All of lore.kernel.org
 help / color / mirror / Atom feed
From: Andrew Morton <akpm@linux-foundation.org>
To: Herbert Xu <herbert@gondor.hengli.com.au>
Cc: "Michael S. Tsirkin" <mst@redhat.com>,
	Qianfeng Zhang <frzhang@redhat.com>,
	"David S. Miller" <davem@davemloft.net>,
	netdev@vger.kernel.org, WANG Cong <amwang@redhat.com>,
	Stephen Hemminger <shemminger@vyatta.com>,
	Matt Mackall <mpm@selenic.com>,
	"Paul E. McKenney" <paulmck@linux.vnet.ibm.com>,
	Peter Zijlstra <a.p.zijlstra@chello.nl>,
	Ingo Molnar <mingo@elte.hu>
Subject: Re: [PATCH 6/8] netpoll: Allow netpoll_setup/cleanup recursion
Date: Thu, 24 Jun 2010 18:21:23 -0700	[thread overview]
Message-ID: <20100624182123.45264dfe.akpm@linux-foundation.org> (raw)
In-Reply-To: <E1OMtjk-0006P2-6r@gondolin.me.apana.org.au>

On Fri, 11 Jun 2010 12:12:48 +1000
Herbert Xu <herbert@gondor.hengli.com.au> wrote:

> netpoll: Allow netpoll_setup/cleanup recursion
> 
> This patch adds the functions __netpoll_setup/__netpoll_cleanup
> which is designed to be called recursively through ndo_netpoll_seutp.
> 
> They must be called with RTNL held, and the caller must initialise
> np->dev and ensure that it has a valid reference count.
> 
> ...
>
> -int netpoll_setup(struct netpoll *np)
> +int __netpoll_setup(struct netpoll *np)

## PROVIDED MATERIAL:
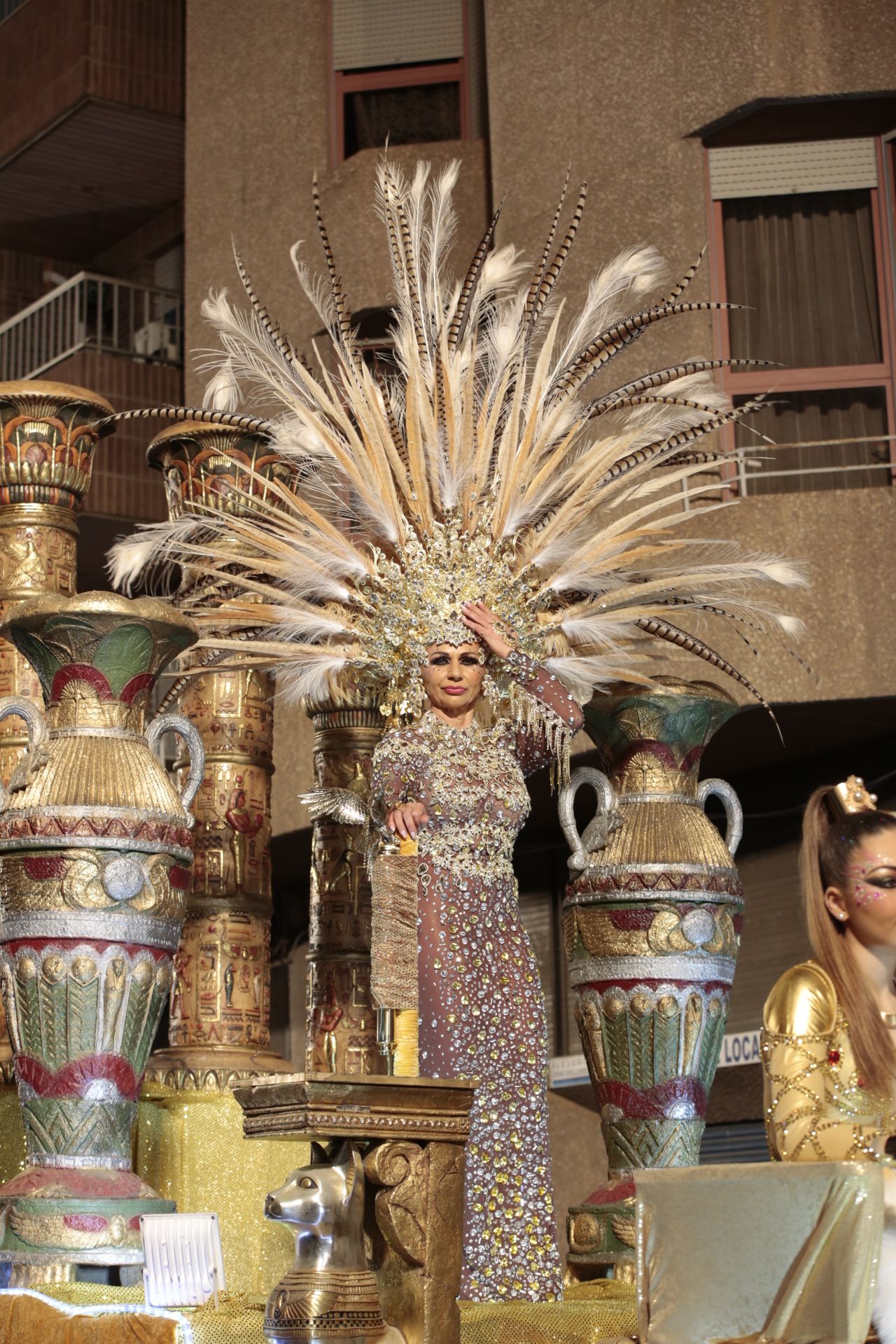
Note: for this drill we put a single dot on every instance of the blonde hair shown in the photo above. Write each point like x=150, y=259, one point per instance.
x=827, y=846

## EXERCISE SET:
a: In the email, what must be held when __netpoll_setup and __netpoll_cleanup are called?
b: Transcribe the stretch of the email from "On Fri, 11 Jun" through "recursively through ndo_netpoll_seutp.".
c: Give every address in the email that ends in redhat.com.
The listing has nothing to do with the email.

## PER-TASK ANSWERS:
a: RTNL

b:
On Fri, 11 Jun 2010 12:12:48 +1000
Herbert Xu <herbert@gondor.hengli.com.au> wrote:

> netpoll: Allow netpoll_setup/cleanup recursion
> 
> This patch adds the functions __netpoll_setup/__netpoll_cleanup
> which is designed to be called recursively through ndo_netpoll_seutp.

c:
mst@redhat.com
frzhang@redhat.com
amwang@redhat.com